→ **Task input**:
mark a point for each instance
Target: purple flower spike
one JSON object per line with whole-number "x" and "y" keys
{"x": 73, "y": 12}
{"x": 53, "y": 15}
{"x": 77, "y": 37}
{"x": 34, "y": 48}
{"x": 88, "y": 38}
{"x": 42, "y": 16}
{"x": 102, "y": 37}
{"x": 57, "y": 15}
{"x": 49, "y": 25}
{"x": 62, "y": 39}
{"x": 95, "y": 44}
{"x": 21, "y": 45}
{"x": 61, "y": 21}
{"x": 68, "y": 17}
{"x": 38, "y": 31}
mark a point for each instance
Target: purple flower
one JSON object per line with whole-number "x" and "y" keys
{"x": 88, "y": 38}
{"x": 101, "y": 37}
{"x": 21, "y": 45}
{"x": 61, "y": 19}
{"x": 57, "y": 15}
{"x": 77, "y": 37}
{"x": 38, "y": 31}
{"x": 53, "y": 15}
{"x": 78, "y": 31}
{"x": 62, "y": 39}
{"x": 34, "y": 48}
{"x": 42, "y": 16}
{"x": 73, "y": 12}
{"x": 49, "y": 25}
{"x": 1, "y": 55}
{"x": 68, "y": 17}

→ **Work instructions**:
Write every line of the records above as a JSON list of strings, one string per line, leaving out any blank lines.

→ **Full solution**:
[
  "mark a point for each instance",
  "Target: purple flower spike",
  "one JSON object per line with whole-number \"x\" and \"y\" keys",
  "{\"x\": 73, \"y\": 12}",
  "{\"x\": 53, \"y\": 15}",
  "{\"x\": 77, \"y\": 37}",
  "{\"x\": 34, \"y\": 48}",
  "{\"x\": 88, \"y\": 38}",
  "{\"x\": 42, \"y\": 16}",
  "{\"x\": 102, \"y\": 37}",
  "{\"x\": 57, \"y\": 15}",
  "{\"x\": 49, \"y\": 25}",
  "{\"x\": 62, \"y\": 39}",
  "{\"x\": 95, \"y\": 44}",
  "{\"x\": 21, \"y\": 45}",
  "{\"x\": 61, \"y\": 21}",
  "{\"x\": 68, \"y\": 17}",
  "{\"x\": 38, \"y\": 31}",
  "mark a point for each instance",
  "Target: purple flower",
  "one JSON object per line with whole-number \"x\" and \"y\" keys",
  "{\"x\": 88, \"y\": 38}",
  "{\"x\": 101, \"y\": 37}",
  "{\"x\": 21, \"y\": 45}",
  "{\"x\": 61, \"y\": 19}",
  "{\"x\": 57, \"y\": 15}",
  "{\"x\": 77, \"y\": 37}",
  "{\"x\": 38, \"y\": 31}",
  "{\"x\": 53, \"y\": 15}",
  "{\"x\": 78, \"y\": 31}",
  "{\"x\": 62, \"y\": 39}",
  "{\"x\": 34, \"y\": 48}",
  "{\"x\": 42, \"y\": 16}",
  "{\"x\": 73, \"y\": 12}",
  "{\"x\": 49, \"y\": 25}",
  "{\"x\": 1, \"y\": 55}",
  "{\"x\": 68, \"y\": 17}"
]